### [Problem]
Each record is to be repeated exactly as it stands below.

### [Records for the exercise]
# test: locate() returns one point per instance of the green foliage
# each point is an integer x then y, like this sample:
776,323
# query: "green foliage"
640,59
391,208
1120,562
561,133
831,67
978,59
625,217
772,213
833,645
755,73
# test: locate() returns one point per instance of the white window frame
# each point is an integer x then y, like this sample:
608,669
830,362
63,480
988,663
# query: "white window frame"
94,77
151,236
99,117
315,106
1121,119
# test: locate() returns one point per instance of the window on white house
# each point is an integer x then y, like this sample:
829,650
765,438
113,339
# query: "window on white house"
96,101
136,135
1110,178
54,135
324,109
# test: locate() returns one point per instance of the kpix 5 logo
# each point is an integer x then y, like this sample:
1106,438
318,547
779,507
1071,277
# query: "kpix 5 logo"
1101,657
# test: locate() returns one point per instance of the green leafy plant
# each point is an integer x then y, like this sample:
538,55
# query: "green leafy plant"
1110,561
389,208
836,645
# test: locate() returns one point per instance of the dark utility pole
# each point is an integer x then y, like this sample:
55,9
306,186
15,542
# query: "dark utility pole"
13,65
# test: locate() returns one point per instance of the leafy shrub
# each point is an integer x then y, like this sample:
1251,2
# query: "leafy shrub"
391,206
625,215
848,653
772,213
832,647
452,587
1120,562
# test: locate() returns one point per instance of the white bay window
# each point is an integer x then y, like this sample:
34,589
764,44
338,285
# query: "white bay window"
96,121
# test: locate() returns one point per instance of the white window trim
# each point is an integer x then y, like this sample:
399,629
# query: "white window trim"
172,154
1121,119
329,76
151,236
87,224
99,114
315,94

### [Answer for the task]
# test: locate() returns one point per instance of the green foliage
# each point is an integer x then y, like this sample:
776,323
# query: "green foliage"
640,59
391,208
1120,562
561,133
831,67
978,59
625,217
772,213
833,645
755,73
# test: locate() returns one point per instance of the white window frame
# each point is an integer x then y, like this sample:
608,669
830,362
63,480
988,663
# query: "white window frame"
94,77
151,236
99,117
315,106
1121,119
# test: locate() returns one point per instance of the window on white house
# each point is an integer x then y, like this sample:
829,650
765,438
113,339
# query: "window on white house"
96,101
136,135
1110,178
54,135
324,109
# test: locate() returns one point per instance of the kpix 5 logo
# each point is an integer x then y, like this sample:
1106,438
318,547
779,507
1071,277
# query: "kpix 5 logo"
1101,657
# test: locate() returns one point per instance of the green leafy plant
# each point is an integer x then y, like this sample:
538,55
# query: "green leafy plant"
1110,561
389,208
836,645
# test: locate() returns one point per instance of the dark utility pole
# each point is an integer x then y, like this sample:
55,9
306,186
15,542
# query: "dark utility pole"
13,65
# test: locate() returns one point per instance of the leafy shrub
# each point is an integer x then y, like this sample:
1251,2
# query: "leafy shrub"
391,206
625,215
848,653
772,213
832,647
452,587
1120,562
# test: locate() returns one point per instance of the white bay window
# each point is an integer x then y, like this sample:
34,589
764,44
338,285
# query: "white bay window"
96,121
# test: locate() returns one point per instance of the white window trim
# each point is an integer x then y, like this sample:
399,629
# query: "white window trim"
172,154
1121,119
329,76
151,236
87,224
99,114
315,94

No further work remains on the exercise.